#### Actions to take:
**1)** Summarize the fashion week diary entry in two sentences.
**2)** Decide whether each statement agrees with the fashion week diary entry, answering yes or no and quoting the words that settle it:
(a) The first show at the Altman Building had twenty-two designs.
(b) The writer rode the subway to Bryant Park.
(c) Afshin Feiz is based in Paris.
**3)** Carry on the fashion week diary entry from its last sentence.

#### Passage given:
Written and Photographed by
Terry Maloney

 
Jennifer Lopez and Marc Anthony at Industria

 

February 3rd, Friday, Day One: At last the five-month wait was over. Olympus Fashion Week Fall 2006 was finally here! Armed with my hard-earned press pass featuring a huge black letter "I" (Important? Insignificant?) I ventured out into a rainstorm and headed, not for the famous tents in Bryant Park, but to the historic Altman Building on West 18th Street, utilized by many designers represented by the amazing Kelly Cutrone and her People's Revolution PR team for their seasonal runway shows.


Finlandia Girl Kelli Hands Out Samples

First up on the Altman hardwood was the "Lumiere" Autumn/Fall 2006 collection by A la Disposition. Following the twenty-two design show, it was downstairs (backstage) for some Finlandia Vodka and an impressive buffet by caterer Marc Cooperman. While lunching I ran into the Paris-based designer Afshin Feiz, whom I had first met during last September's NY Fashion Week. The handsome and affable Afshin was accompanied by his father, a Patrick Stewart look alike, and dad's lovely girlfriend, who was wearing one of Afshin's designs, a beautiful purple ankle-length dress.

The Iranian-born Afshin's forty-one design show was amazing and, following another mini after party, it was finally off to Bryant Park by very slow taxi (note to self: use the subway!) for the very dark Dragana Ognjenovic show in the Atelier tent. The clothes were rather drab, but the black tote bags with leather clutch and handle were tres chic!

#### Data provided:
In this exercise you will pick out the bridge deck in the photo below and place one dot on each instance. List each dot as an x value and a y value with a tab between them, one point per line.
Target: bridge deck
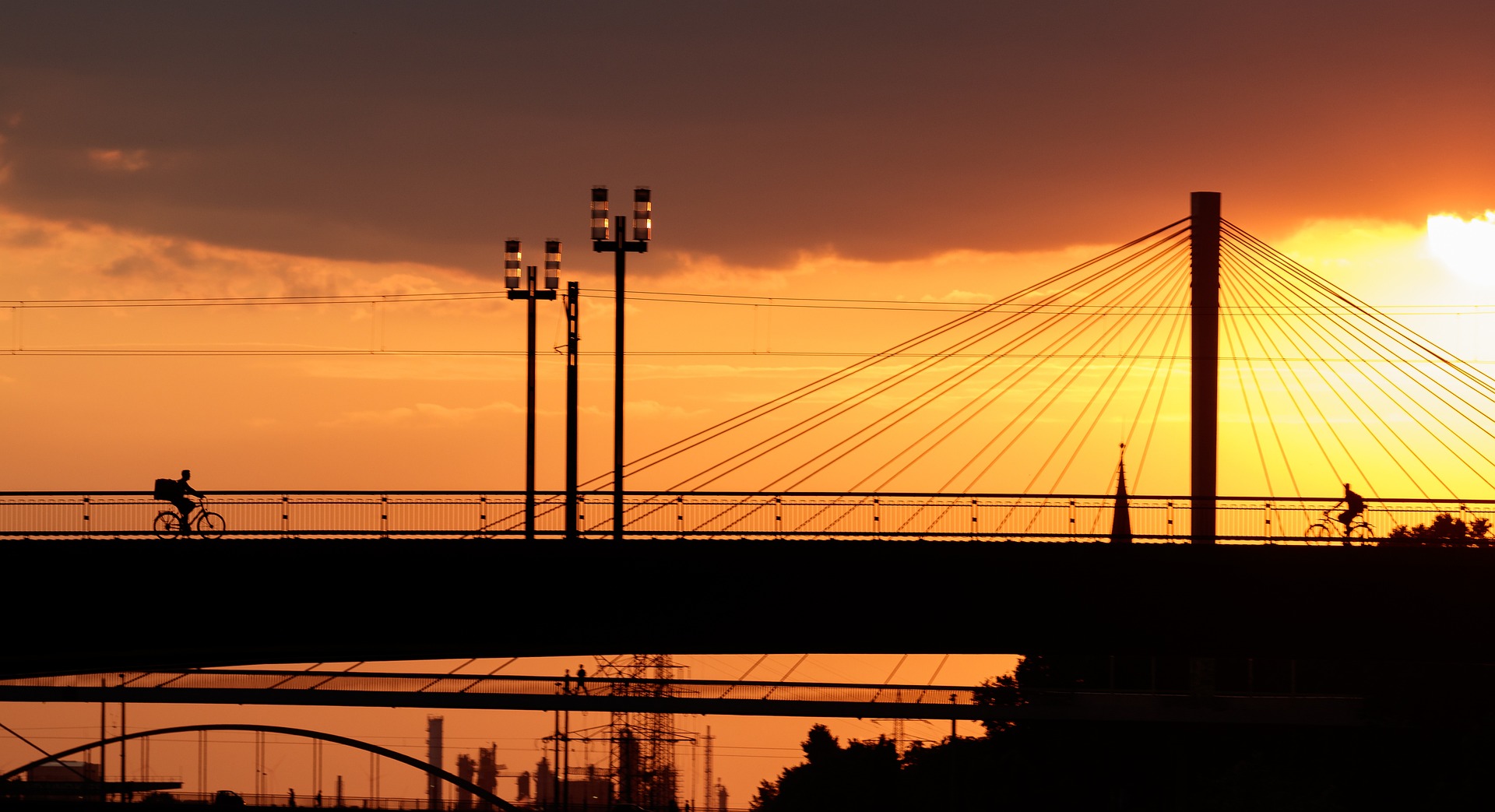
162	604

--

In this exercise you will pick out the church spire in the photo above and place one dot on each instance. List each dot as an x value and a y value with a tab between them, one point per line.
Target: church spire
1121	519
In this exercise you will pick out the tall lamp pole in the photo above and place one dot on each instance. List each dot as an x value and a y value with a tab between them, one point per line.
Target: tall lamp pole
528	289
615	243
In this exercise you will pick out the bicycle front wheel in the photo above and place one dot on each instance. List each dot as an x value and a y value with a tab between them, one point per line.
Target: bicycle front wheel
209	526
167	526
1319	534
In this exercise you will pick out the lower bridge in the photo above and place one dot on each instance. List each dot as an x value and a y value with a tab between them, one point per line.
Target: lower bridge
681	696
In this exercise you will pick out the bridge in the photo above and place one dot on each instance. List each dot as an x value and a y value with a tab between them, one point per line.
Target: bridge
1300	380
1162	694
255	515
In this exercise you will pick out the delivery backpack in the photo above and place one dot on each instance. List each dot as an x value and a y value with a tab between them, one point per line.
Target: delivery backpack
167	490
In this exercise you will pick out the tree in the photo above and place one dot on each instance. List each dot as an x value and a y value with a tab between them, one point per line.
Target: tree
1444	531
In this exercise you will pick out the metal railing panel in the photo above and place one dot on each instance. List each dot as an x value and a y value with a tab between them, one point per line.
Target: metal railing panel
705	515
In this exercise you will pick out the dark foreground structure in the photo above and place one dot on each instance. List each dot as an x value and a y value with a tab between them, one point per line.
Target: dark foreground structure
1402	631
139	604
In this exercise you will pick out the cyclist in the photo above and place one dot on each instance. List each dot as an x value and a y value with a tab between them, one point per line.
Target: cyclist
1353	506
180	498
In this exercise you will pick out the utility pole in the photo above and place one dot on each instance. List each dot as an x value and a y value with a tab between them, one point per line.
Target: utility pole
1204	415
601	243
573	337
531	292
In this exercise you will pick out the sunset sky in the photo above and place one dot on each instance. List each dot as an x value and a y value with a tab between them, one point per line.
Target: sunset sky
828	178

#### Outputs for the tasks:
**1)** On the first day of Olympus Fashion Week Fall 2006, the writer went out in a rainstorm with a press pass to the Altman Building on West 18th Street, where A la Disposition showed its "Lumiere" collection, followed by Finlandia Vodka and a buffet backstage. Over lunch the writer ran into designer Afshin Feiz, whose forty-one design show was amazing, and then took a very slow taxi to Bryant Park for the Dragana Ognjenovic show, where the clothes were drab but the black tote bags were chic.

**2)**
(a) Yes: "Following the twenty-two design show"
(b) No: "it was finally off to Bryant Park by very slow taxi"
(c) Yes: "the Paris-based designer Afshin Feiz"

**3)**
Designer Afshin Feiz and Anthony from Kenneth Cole

After being presented with yet another new bag (a much in-demand Lacoste beach tote), it was now back to the Altman Building (by swift subway) for the Kai Kuhne "Myself" show. The venue was packed with fans of the former As Four lead designer and he didn't disappoint, with a highly wearable collection of skirts, blouses and dresses ranging in style from evening wear to sporty.

As we left the building heading for the Kuhne after party at nearby Embassy, the man himself voiced his approval of my baby blue French Army UN beret which, for some inexplicable reason, I had been wearing at the show. Alas, it was the last I saw of Kai as I did not attempt to penetrate Embassy's VIP area and was content to enjoy the open bar with some new friends, departing at 1 am shortly after the waiters brought out the silver buckets and rather pricey champagne menu ($500-3000!)

February 4th, Saturday, Day Two: I forgot to bring my digital camera today, which means I was able to relax more and really enjoy the clothes (and models.) At 2pm it was time for the Brazilian superstar Alexandre Herchcovitch in the Main Tent, a Kelly Cutrone client. At 3 pm it was time for another one of "Kelly's boys,” the Turkish-born, Vienna-based Atil Kutoglu. His beautiful "Turquality" show took place in the Promenade tent.

A few hours (and a few Delta-provided mimosas) later I was "promoted" from standing to the front row (don't ask) at the Anait Bian show in the Atelier tent. Anait's twenty-nine design show reflected her "love of color, soft feminine silhouettes combined with tailoring and architectural structure, luxurious fabrics and hand cut flowers." Anait, of French and Armenian heritage, is New York-trained, having studied design at both FIT and Parsons. She recently returned to the city and opened a new showroom on East 65th Street.

Finally, in the Promenade tent, it was time for the Australian team of Sass and Bide (Sarah Jane Clark and Heidi Middleton.) Their "Shining Independent" show featuring twenty-seven designs was described as "a play on the contrast between fluidity and fixed elements...a modern interpretation of Hera meets Emily Bronte."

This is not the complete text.